#### [WHAT YOU NEED TO DO]
All entries below are to be set down again exactly as given.

#### [RECORDS FOR THE EXERCISE]
----------

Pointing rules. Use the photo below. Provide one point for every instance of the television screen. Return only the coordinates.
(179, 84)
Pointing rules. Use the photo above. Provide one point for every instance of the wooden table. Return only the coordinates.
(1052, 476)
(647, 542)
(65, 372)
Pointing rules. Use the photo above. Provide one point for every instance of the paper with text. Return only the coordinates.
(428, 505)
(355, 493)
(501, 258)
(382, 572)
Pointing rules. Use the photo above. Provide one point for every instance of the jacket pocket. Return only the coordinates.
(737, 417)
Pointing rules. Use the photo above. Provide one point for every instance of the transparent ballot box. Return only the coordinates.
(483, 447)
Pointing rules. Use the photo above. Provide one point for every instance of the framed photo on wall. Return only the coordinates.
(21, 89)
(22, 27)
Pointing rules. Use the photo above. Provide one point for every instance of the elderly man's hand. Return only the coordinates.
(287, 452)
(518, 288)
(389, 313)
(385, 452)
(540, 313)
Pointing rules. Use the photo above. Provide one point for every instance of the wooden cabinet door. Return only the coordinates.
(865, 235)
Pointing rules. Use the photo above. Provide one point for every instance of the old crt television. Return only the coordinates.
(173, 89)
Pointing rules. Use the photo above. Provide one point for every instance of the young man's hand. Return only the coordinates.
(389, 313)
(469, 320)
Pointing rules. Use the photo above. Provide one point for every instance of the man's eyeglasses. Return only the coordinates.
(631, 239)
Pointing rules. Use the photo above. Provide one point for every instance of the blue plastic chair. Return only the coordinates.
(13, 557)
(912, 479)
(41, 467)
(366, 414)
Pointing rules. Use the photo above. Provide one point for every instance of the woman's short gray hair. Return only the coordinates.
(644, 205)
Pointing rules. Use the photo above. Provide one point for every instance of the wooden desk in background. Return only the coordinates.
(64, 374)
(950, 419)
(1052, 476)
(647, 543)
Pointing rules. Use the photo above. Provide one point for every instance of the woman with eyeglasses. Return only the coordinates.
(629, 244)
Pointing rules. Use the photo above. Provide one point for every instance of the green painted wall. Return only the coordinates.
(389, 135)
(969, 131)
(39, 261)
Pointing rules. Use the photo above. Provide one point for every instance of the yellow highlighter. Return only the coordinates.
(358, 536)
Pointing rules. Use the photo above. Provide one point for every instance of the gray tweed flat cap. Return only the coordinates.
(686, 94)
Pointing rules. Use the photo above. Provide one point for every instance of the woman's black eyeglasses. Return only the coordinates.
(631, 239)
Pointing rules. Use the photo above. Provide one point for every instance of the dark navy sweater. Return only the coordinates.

----------

#### [ANSWER TO THIS EXERCISE]
Pointing rules. Use the photo below. Provide one point for every instance of the television screen. Return only the coordinates.
(179, 84)
Pointing rules. Use the photo above. Provide one point for every instance of the wooden table. Return only the coordinates.
(1052, 476)
(647, 542)
(65, 372)
Pointing rules. Use the photo above. Provide one point for every instance of the paper with text. Return only the coordinates.
(428, 505)
(355, 493)
(501, 258)
(382, 572)
Pointing rules. Use the photo above. Provide one point for every instance of the jacket pocket. Return only the coordinates.
(737, 417)
Pointing rules. Use the photo above. Provide one point for every instance of the transparent ballot box. Return only the coordinates.
(483, 447)
Pointing rules. Use the photo above. Provide one point for every instance of the framed photo on wall. Return only the coordinates.
(21, 89)
(22, 27)
Pointing rules. Use the photo above. Provide one point for every instance of the elderly man's hand. Return only the coordinates.
(287, 452)
(518, 288)
(389, 313)
(385, 452)
(540, 313)
Pointing rules. Use the photo above. Provide one point for every instance of the wooden cabinet door. Return only the coordinates.
(865, 235)
Pointing rules. Use the photo above. Provide one point for every instance of the old crt television. Return only the coordinates.
(173, 89)
Pointing rules. Use the photo above. Provide one point for every instance of the young man's hand. Return only the coordinates.
(389, 313)
(469, 320)
Pointing rules. Use the photo above. Provide one point for every instance of the man's eyeglasses. Return only the coordinates.
(631, 239)
Pointing rules. Use the photo above. Provide one point for every instance of the blue plastic chair. Return only the coordinates.
(13, 557)
(912, 479)
(41, 467)
(366, 414)
Pointing rules. Use the photo above. Provide one point for every instance of the woman's short gray hair. Return only the coordinates.
(644, 205)
Pointing rules. Use the photo above. Provide one point for every instance of the wooden desk in background. Return only the coordinates.
(64, 374)
(950, 419)
(1052, 476)
(647, 543)
Pointing rules. Use the photo above. Provide one point for every instance of the woman with eyeglasses. Return only the coordinates.
(629, 244)
Pointing rules. Use the photo above. Provide one point for every instance of the green painted wall. Return only the coordinates.
(389, 135)
(969, 131)
(39, 261)
Pointing rules. Use the photo above. Provide one point for every instance of the yellow highlighter. Return only the coordinates.
(358, 536)
Pointing rules. Use the photo above. Provide one point for every instance of the gray tweed flat cap. Return only the coordinates.
(686, 94)
Pointing rules. Use the photo above. Provide one point for every instance of the woman's black eyeglasses. Return only the coordinates.
(631, 239)
Pointing rules. Use the photo above. Provide one point for every instance of the dark navy sweater. Return only the coordinates.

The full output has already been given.